===== Data for this task =====
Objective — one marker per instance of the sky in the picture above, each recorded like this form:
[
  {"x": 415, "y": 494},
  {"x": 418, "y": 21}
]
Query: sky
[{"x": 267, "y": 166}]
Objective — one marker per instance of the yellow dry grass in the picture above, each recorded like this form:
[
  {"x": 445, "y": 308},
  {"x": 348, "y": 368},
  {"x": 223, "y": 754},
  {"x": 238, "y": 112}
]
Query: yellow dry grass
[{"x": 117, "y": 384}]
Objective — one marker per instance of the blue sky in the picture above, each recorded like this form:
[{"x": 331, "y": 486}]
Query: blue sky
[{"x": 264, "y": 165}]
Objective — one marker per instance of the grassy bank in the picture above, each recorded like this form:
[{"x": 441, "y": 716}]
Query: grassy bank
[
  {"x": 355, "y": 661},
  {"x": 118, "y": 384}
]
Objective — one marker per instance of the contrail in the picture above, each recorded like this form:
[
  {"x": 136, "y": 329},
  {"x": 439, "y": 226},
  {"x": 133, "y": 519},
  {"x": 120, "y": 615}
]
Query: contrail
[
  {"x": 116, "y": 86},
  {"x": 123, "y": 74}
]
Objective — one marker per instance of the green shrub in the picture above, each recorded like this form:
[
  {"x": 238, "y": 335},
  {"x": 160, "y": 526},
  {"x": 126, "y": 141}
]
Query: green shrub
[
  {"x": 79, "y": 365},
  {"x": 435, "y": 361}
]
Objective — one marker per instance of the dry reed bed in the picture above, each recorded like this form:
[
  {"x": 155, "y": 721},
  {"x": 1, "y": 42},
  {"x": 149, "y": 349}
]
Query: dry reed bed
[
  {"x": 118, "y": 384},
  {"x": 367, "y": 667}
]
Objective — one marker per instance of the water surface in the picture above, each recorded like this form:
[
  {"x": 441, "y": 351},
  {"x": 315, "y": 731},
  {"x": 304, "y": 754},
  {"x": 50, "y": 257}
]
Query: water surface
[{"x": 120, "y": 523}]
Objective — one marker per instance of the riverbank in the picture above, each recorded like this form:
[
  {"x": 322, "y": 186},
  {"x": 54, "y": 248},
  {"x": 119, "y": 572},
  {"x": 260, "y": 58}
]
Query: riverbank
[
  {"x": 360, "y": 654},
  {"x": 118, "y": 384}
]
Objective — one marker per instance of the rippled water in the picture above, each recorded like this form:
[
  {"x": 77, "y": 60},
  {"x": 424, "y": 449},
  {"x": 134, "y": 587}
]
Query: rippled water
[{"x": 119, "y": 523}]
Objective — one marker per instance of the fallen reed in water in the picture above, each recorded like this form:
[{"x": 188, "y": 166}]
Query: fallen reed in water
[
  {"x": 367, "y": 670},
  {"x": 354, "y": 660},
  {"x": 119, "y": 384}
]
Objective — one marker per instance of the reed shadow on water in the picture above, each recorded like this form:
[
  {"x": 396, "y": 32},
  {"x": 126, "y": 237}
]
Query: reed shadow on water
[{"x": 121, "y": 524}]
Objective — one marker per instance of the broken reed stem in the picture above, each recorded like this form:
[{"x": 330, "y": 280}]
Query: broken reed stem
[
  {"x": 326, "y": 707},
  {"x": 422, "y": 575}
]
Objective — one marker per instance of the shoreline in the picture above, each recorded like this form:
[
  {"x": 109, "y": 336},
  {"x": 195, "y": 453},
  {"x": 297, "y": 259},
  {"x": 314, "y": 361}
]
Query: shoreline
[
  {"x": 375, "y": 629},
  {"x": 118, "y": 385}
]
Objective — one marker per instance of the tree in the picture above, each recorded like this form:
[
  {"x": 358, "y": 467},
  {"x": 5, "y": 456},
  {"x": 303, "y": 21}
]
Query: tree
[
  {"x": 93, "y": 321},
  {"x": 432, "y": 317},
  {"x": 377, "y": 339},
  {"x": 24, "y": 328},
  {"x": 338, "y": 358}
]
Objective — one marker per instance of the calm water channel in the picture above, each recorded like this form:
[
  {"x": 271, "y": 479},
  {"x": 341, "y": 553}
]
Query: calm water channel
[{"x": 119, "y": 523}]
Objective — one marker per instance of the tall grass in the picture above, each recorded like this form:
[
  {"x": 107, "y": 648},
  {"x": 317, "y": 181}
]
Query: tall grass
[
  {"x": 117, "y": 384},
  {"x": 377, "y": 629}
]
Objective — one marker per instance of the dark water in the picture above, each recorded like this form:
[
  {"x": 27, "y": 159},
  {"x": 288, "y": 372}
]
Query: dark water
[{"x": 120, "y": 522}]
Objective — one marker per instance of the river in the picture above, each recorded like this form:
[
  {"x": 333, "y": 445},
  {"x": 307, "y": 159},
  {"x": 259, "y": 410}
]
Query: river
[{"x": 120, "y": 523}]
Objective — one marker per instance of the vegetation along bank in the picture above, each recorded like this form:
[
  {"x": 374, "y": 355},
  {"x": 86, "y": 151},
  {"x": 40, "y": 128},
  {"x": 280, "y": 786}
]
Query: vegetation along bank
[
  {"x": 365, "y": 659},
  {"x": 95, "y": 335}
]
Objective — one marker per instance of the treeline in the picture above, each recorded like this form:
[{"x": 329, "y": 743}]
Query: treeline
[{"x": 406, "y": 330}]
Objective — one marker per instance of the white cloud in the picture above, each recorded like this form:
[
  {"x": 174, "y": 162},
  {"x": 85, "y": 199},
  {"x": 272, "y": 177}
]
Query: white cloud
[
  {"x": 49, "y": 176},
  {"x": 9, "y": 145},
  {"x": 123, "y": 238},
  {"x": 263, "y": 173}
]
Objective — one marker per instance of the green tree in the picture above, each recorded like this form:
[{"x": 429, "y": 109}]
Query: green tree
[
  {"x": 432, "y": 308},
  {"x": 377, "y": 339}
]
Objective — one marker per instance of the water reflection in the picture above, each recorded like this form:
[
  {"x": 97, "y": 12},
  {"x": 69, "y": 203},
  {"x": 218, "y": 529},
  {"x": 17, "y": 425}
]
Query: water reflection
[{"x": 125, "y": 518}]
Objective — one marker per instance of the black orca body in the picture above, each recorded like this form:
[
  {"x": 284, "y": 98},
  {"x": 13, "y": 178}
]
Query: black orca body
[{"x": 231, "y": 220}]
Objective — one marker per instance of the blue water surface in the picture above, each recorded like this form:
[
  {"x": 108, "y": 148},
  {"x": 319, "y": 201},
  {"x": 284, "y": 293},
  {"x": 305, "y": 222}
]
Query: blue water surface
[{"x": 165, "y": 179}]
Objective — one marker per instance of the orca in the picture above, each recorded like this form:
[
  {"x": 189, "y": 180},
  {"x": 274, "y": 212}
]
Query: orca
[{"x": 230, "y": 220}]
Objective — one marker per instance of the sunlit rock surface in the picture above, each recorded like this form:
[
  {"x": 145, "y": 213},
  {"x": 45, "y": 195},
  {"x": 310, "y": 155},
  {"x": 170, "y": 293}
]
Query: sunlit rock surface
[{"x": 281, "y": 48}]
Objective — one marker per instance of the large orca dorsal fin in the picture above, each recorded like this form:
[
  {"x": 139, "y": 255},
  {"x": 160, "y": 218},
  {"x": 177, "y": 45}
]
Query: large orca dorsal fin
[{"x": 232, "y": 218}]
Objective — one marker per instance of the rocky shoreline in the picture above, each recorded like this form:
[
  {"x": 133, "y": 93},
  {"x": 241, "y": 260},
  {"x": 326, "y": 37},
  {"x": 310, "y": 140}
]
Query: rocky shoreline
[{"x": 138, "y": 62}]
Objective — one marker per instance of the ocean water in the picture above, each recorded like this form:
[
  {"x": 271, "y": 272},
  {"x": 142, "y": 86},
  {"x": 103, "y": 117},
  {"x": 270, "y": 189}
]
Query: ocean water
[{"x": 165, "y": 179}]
=====
■ **Stated exercise**
Write out each line of the data above again, exactly as given.

■ **Solved problem**
Objective — one marker per instance of the sky in the picture above, each recorded like this form:
[
  {"x": 415, "y": 494},
  {"x": 418, "y": 21}
]
Query: sky
[{"x": 267, "y": 166}]
Objective — one marker per instance of the yellow dry grass in the picture above, each recorded like this form:
[
  {"x": 445, "y": 308},
  {"x": 348, "y": 368},
  {"x": 223, "y": 754},
  {"x": 238, "y": 112}
]
Query: yellow dry grass
[{"x": 117, "y": 384}]
Objective — one marker per instance of the blue sky in the picture above, each recorded like this form:
[{"x": 331, "y": 486}]
Query: blue sky
[{"x": 264, "y": 165}]
Objective — one marker per instance of the grassy bank in the picture above, each recorded like this form:
[{"x": 441, "y": 716}]
Query: grassy bank
[
  {"x": 355, "y": 661},
  {"x": 118, "y": 384}
]
Objective — one marker per instance of the contrail in the picture above, each recorded like this form:
[
  {"x": 136, "y": 329},
  {"x": 439, "y": 226},
  {"x": 133, "y": 519},
  {"x": 120, "y": 615}
]
Query: contrail
[
  {"x": 116, "y": 86},
  {"x": 123, "y": 74}
]
Objective — one marker per instance of the green shrub in the picture above, each recorded like this form:
[
  {"x": 238, "y": 335},
  {"x": 160, "y": 526},
  {"x": 126, "y": 141}
]
Query: green shrub
[
  {"x": 79, "y": 365},
  {"x": 435, "y": 361}
]
Objective — one marker per instance of the dry reed bed in the picture above, each recorded like this form:
[
  {"x": 155, "y": 721},
  {"x": 1, "y": 42},
  {"x": 149, "y": 349}
]
Query: dry reed bed
[
  {"x": 118, "y": 384},
  {"x": 367, "y": 667}
]
Objective — one marker per instance of the water surface in the picture above, each recorded like this form:
[
  {"x": 441, "y": 351},
  {"x": 315, "y": 731},
  {"x": 304, "y": 754},
  {"x": 50, "y": 257}
]
Query: water surface
[{"x": 120, "y": 523}]
Objective — one marker per instance of the riverbank in the picture above, each recorded like this form:
[
  {"x": 322, "y": 186},
  {"x": 54, "y": 248},
  {"x": 119, "y": 572},
  {"x": 260, "y": 58}
]
Query: riverbank
[
  {"x": 360, "y": 654},
  {"x": 118, "y": 384}
]
Objective — one marker per instance of the rippled water in the picture above, each recorded like this form:
[
  {"x": 77, "y": 60},
  {"x": 424, "y": 449},
  {"x": 134, "y": 587}
]
Query: rippled water
[{"x": 119, "y": 523}]
Objective — one marker per instance of the fallen reed in water in the picture above, each recorded like this form:
[{"x": 188, "y": 166}]
Query: fallen reed in water
[
  {"x": 367, "y": 670},
  {"x": 354, "y": 660},
  {"x": 119, "y": 384}
]
Objective — one marker per instance of the reed shadow on water in the picture above, each recorded like this form:
[
  {"x": 396, "y": 32},
  {"x": 126, "y": 237}
]
Query: reed shadow on water
[{"x": 121, "y": 524}]
Objective — one marker per instance of the broken reed stem in the picture above, each recorded like this form:
[{"x": 330, "y": 280}]
Query: broken reed stem
[
  {"x": 326, "y": 707},
  {"x": 422, "y": 575}
]
Objective — one marker per instance of the shoreline in the picture above, each recorded like this form:
[
  {"x": 109, "y": 336},
  {"x": 195, "y": 453},
  {"x": 297, "y": 259},
  {"x": 314, "y": 361}
]
Query: shoreline
[
  {"x": 375, "y": 629},
  {"x": 118, "y": 385}
]
Objective — one marker per instance of the tree in the picture above, each recorded like this form:
[
  {"x": 358, "y": 467},
  {"x": 5, "y": 456},
  {"x": 303, "y": 21}
]
Query: tree
[
  {"x": 93, "y": 321},
  {"x": 432, "y": 317},
  {"x": 377, "y": 339},
  {"x": 24, "y": 328},
  {"x": 338, "y": 358}
]
Objective — one marker per instance of the calm water channel in the picture above, each recorded like this form:
[
  {"x": 271, "y": 479},
  {"x": 341, "y": 553}
]
Query: calm water channel
[{"x": 119, "y": 523}]
Objective — one marker per instance of the tall grass in the picture above, each recorded like this form:
[
  {"x": 107, "y": 648},
  {"x": 317, "y": 181}
]
Query: tall grass
[
  {"x": 117, "y": 384},
  {"x": 377, "y": 629}
]
Objective — one marker per instance of the dark water in the picture above, each recorded like this form:
[
  {"x": 27, "y": 159},
  {"x": 288, "y": 372}
]
Query: dark water
[{"x": 120, "y": 522}]
Objective — one marker per instance of the river in the picture above, each recorded like this form:
[
  {"x": 333, "y": 445},
  {"x": 307, "y": 159},
  {"x": 259, "y": 410}
]
Query: river
[{"x": 120, "y": 523}]
Objective — one marker per instance of the vegetation along bank in the picture above, each recorded like this form:
[
  {"x": 374, "y": 355},
  {"x": 86, "y": 151},
  {"x": 40, "y": 128},
  {"x": 280, "y": 786}
]
Query: vegetation along bank
[
  {"x": 365, "y": 659},
  {"x": 95, "y": 335}
]
Objective — one marker per instance of the treeline in the picture above, each recorded like this form:
[{"x": 329, "y": 743}]
Query: treeline
[{"x": 406, "y": 330}]
Objective — one marker per instance of the white cloud in the picture above, each recorded like this form:
[
  {"x": 174, "y": 162},
  {"x": 85, "y": 199},
  {"x": 272, "y": 177}
]
Query: white cloud
[
  {"x": 49, "y": 176},
  {"x": 9, "y": 145},
  {"x": 123, "y": 238},
  {"x": 263, "y": 173}
]
Objective — one marker per instance of the green tree in the picture above, each recorded like this form:
[{"x": 429, "y": 109}]
Query: green tree
[
  {"x": 432, "y": 308},
  {"x": 377, "y": 339}
]
Objective — one marker per instance of the water reflection in the picture above, each recorded like this form:
[
  {"x": 97, "y": 12},
  {"x": 69, "y": 203},
  {"x": 218, "y": 529},
  {"x": 17, "y": 425}
]
Query: water reflection
[{"x": 125, "y": 518}]
Objective — one marker per instance of the black orca body in the picture above, each recorded like this form:
[
  {"x": 284, "y": 98},
  {"x": 13, "y": 178}
]
Query: black orca body
[{"x": 231, "y": 220}]
Objective — one marker per instance of the blue water surface in the picture above, each recorded like this form:
[
  {"x": 108, "y": 148},
  {"x": 319, "y": 201},
  {"x": 284, "y": 293},
  {"x": 305, "y": 222}
]
Query: blue water surface
[{"x": 165, "y": 179}]
Objective — one marker per instance of the orca in the picture above, each recorded like this form:
[
  {"x": 189, "y": 180},
  {"x": 274, "y": 212}
]
Query: orca
[{"x": 230, "y": 220}]
Objective — one marker per instance of the sunlit rock surface in the picture above, each recorded like this form:
[
  {"x": 145, "y": 213},
  {"x": 45, "y": 195},
  {"x": 310, "y": 155},
  {"x": 170, "y": 293}
]
Query: sunlit rock surface
[{"x": 281, "y": 48}]
Objective — one marker per instance of the large orca dorsal fin in the picture above, each recorded like this form:
[
  {"x": 139, "y": 255},
  {"x": 160, "y": 218},
  {"x": 177, "y": 45}
]
Query: large orca dorsal fin
[{"x": 232, "y": 218}]
Objective — one marker per instance of the rocky shoreline in the picture above, each recorded like this form:
[
  {"x": 133, "y": 93},
  {"x": 241, "y": 260},
  {"x": 326, "y": 37},
  {"x": 310, "y": 140}
]
Query: rocky shoreline
[{"x": 138, "y": 62}]
Objective — one marker per instance of the ocean water in the picture above, each recorded like this form:
[
  {"x": 271, "y": 272},
  {"x": 142, "y": 86},
  {"x": 103, "y": 117},
  {"x": 270, "y": 189}
]
Query: ocean water
[{"x": 165, "y": 179}]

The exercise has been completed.